> [Supplied data]
┌────────

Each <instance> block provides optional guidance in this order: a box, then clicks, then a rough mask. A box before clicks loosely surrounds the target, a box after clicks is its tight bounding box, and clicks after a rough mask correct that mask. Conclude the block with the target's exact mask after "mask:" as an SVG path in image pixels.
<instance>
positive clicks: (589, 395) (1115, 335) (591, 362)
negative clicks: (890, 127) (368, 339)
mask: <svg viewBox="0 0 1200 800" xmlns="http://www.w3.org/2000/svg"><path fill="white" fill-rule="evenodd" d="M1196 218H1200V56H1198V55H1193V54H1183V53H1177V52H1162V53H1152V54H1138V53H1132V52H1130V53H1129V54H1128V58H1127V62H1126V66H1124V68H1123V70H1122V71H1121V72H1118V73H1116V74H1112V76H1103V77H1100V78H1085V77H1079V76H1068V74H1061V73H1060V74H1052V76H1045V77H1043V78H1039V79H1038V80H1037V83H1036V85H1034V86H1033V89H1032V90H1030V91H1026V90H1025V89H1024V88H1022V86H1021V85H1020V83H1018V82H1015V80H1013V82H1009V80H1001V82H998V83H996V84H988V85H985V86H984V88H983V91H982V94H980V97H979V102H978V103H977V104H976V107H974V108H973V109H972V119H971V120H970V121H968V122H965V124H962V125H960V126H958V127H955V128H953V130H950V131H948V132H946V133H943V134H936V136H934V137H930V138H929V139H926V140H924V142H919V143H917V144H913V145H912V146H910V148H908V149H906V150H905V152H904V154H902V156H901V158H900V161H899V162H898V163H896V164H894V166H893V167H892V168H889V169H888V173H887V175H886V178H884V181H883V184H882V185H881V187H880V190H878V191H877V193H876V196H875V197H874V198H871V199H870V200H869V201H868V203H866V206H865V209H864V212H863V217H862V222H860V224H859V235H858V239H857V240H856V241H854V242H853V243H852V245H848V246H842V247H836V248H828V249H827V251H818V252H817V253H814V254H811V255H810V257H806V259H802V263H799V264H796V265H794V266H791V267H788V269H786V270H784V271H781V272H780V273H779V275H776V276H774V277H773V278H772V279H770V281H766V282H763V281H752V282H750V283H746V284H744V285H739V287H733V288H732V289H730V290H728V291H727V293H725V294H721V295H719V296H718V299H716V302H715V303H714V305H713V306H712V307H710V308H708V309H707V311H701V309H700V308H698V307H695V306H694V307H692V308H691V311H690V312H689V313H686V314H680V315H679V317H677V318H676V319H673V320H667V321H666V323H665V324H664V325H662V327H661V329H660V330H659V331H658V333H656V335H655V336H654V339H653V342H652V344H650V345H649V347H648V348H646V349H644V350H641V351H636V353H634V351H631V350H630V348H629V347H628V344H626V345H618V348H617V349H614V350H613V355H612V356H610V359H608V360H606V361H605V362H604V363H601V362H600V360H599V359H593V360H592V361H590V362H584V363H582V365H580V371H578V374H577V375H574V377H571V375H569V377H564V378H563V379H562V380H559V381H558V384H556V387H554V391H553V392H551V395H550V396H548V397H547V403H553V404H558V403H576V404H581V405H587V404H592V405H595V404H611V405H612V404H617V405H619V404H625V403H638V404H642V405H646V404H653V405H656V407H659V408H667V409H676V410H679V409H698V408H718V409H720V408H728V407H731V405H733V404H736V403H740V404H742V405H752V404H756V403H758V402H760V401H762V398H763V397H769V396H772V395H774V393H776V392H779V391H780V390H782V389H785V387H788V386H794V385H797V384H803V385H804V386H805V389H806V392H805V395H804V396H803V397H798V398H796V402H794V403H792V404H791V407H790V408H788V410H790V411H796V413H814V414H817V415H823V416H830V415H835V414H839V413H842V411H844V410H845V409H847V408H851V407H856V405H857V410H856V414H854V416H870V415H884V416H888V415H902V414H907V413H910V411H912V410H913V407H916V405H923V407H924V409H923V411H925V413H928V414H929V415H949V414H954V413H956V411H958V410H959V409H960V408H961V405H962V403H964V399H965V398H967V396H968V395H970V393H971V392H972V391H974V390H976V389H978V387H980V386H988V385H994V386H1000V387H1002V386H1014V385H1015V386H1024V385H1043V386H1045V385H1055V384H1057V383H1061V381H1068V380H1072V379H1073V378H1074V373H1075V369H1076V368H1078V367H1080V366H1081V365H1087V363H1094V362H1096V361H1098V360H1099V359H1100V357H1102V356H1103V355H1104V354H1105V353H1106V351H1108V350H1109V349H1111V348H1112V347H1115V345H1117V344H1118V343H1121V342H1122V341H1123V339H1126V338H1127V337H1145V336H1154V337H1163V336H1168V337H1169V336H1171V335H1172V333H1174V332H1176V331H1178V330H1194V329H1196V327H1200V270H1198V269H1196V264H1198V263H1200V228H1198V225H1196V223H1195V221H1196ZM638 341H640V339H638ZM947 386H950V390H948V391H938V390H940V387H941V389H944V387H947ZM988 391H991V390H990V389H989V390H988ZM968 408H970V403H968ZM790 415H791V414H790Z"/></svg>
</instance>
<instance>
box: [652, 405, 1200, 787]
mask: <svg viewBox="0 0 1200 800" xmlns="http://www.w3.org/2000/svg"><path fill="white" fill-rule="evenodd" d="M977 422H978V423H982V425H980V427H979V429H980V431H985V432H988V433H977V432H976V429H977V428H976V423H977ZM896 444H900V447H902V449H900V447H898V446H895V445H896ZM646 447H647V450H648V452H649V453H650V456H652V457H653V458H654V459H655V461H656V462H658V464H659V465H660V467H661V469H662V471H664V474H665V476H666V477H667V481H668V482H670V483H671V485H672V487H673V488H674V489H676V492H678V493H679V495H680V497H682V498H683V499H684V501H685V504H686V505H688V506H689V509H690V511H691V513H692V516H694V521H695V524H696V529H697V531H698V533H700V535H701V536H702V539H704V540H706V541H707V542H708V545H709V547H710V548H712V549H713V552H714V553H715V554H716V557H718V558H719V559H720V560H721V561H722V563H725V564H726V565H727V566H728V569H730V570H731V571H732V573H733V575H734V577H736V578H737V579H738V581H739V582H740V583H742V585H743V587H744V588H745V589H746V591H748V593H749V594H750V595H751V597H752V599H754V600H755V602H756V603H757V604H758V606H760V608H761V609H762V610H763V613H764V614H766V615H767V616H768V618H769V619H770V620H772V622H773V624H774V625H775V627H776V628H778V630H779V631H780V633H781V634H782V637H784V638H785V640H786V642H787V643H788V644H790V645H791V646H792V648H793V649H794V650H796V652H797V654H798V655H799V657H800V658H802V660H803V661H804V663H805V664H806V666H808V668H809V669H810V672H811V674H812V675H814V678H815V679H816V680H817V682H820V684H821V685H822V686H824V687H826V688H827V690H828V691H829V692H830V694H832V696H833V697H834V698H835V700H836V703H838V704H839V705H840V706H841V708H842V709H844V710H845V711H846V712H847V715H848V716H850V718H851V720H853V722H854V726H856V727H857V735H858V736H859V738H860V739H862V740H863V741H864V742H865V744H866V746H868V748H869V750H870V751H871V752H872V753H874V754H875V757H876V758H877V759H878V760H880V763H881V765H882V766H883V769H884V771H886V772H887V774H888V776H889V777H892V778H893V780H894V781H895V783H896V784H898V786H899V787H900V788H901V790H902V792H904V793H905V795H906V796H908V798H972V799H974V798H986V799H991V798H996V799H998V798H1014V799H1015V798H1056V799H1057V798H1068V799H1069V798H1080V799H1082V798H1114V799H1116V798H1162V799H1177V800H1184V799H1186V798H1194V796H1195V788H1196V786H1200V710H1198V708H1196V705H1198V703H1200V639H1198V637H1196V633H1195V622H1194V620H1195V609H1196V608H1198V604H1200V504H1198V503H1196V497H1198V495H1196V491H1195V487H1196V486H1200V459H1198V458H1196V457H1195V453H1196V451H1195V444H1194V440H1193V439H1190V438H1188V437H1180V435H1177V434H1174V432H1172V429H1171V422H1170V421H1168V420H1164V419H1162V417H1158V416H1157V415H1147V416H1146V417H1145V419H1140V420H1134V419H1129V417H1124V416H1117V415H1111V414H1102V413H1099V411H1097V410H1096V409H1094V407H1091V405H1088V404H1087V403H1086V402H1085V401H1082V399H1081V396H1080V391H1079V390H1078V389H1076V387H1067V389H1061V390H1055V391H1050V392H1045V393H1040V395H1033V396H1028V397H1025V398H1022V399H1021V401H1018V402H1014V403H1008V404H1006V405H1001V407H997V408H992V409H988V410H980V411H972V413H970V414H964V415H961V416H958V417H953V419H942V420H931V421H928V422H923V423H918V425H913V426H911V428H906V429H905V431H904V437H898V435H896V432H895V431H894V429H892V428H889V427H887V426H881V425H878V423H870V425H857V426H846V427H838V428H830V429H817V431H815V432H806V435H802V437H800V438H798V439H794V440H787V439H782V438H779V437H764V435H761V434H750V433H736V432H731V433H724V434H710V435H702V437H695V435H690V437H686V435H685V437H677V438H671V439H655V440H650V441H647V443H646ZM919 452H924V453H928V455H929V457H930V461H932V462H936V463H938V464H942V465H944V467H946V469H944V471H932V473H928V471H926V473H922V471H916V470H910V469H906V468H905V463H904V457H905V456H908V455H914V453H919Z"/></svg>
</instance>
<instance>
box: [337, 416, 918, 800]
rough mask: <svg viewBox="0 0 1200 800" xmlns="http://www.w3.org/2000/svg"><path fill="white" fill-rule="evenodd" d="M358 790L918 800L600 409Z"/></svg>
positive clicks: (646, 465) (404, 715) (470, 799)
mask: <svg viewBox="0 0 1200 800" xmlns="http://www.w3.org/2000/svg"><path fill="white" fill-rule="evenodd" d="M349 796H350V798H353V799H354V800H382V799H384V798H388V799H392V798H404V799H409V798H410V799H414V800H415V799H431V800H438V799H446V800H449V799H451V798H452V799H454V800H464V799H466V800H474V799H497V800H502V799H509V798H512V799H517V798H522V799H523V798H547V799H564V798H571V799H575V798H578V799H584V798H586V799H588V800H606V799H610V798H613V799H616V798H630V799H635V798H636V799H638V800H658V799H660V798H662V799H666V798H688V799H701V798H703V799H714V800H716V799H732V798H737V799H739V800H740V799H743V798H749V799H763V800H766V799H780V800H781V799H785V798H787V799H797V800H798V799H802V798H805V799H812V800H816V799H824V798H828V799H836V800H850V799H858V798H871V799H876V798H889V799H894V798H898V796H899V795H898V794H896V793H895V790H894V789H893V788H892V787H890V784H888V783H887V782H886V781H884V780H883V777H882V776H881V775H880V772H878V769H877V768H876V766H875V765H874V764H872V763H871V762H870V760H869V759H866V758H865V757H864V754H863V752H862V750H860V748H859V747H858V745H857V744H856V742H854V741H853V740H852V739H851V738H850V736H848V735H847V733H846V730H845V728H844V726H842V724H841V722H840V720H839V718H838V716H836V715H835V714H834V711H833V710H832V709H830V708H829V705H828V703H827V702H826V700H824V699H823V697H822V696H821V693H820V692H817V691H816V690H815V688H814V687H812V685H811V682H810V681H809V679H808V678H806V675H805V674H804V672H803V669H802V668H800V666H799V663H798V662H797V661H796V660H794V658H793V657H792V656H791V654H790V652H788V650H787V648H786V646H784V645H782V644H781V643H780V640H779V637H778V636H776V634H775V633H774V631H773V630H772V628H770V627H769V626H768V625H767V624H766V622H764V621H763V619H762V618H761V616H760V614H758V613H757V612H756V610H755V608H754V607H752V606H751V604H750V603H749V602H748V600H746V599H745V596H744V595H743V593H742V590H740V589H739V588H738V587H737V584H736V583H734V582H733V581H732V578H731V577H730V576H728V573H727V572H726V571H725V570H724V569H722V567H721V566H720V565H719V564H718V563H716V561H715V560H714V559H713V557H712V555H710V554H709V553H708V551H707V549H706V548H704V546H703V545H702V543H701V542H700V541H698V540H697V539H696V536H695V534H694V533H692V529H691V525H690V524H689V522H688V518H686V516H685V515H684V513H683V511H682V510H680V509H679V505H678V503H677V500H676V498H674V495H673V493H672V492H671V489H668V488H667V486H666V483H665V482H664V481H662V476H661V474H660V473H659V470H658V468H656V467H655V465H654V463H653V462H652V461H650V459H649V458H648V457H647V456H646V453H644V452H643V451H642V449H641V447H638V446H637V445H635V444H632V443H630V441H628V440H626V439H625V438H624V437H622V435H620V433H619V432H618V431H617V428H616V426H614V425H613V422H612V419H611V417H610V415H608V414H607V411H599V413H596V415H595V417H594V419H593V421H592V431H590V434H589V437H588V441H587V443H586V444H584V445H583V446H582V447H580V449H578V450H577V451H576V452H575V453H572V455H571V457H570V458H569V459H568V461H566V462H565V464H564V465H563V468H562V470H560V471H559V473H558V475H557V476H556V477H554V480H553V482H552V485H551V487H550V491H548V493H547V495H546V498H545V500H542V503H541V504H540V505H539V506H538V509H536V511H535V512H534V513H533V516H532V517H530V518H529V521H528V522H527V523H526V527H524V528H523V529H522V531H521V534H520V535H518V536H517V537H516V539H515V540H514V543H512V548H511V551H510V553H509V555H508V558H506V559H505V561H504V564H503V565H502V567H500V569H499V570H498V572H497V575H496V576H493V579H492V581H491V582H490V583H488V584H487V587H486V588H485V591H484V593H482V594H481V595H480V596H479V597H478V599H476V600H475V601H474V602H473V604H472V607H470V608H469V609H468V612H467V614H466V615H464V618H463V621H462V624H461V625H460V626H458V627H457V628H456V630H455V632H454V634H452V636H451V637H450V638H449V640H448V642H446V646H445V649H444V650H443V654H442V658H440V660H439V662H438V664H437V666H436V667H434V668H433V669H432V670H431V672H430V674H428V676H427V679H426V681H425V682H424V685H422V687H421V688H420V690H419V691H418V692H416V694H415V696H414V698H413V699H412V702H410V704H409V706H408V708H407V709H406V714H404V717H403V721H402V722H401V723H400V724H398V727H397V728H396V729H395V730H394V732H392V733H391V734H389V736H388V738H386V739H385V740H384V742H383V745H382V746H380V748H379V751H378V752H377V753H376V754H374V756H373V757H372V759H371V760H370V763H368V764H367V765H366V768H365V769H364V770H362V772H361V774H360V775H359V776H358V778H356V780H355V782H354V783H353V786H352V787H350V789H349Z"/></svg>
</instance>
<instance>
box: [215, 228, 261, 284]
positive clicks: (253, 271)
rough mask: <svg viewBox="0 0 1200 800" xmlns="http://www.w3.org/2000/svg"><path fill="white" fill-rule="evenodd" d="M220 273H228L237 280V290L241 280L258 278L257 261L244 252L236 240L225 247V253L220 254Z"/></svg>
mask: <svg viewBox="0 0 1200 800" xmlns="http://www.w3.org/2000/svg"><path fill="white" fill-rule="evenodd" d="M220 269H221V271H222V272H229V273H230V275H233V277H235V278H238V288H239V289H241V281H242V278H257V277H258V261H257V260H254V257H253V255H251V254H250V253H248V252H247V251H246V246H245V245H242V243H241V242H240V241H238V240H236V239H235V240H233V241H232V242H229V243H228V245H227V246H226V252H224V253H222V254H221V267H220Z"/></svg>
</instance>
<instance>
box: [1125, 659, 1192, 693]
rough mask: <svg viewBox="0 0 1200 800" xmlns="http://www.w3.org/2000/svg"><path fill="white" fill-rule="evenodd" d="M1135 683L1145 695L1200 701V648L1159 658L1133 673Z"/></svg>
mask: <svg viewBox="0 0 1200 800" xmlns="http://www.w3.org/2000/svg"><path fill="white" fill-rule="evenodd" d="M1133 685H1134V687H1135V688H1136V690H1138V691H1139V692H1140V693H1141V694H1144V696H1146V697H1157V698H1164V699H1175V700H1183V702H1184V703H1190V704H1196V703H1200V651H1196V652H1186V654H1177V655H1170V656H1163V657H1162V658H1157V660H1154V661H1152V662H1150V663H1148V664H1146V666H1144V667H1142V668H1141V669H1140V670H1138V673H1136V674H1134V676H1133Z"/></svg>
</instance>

└────────

> [Problem]
From the line holding "box: [1125, 659, 1192, 693]" to the last line of the entries above, restate each line exactly; include both ends and omit everything else.

> [Result for this exercise]
box: [1125, 659, 1192, 693]
rough mask: <svg viewBox="0 0 1200 800" xmlns="http://www.w3.org/2000/svg"><path fill="white" fill-rule="evenodd" d="M1135 683L1145 695L1200 701V648L1159 658L1133 673Z"/></svg>
mask: <svg viewBox="0 0 1200 800" xmlns="http://www.w3.org/2000/svg"><path fill="white" fill-rule="evenodd" d="M1133 685H1134V687H1135V688H1136V690H1138V691H1139V692H1140V693H1141V694H1144V696H1146V697H1157V698H1164V699H1175V700H1183V702H1184V703H1190V704H1196V703H1200V651H1196V652H1186V654H1177V655H1170V656H1163V657H1162V658H1157V660H1154V661H1152V662H1150V663H1148V664H1146V666H1144V667H1142V668H1141V669H1140V670H1138V673H1136V674H1134V676H1133Z"/></svg>
</instance>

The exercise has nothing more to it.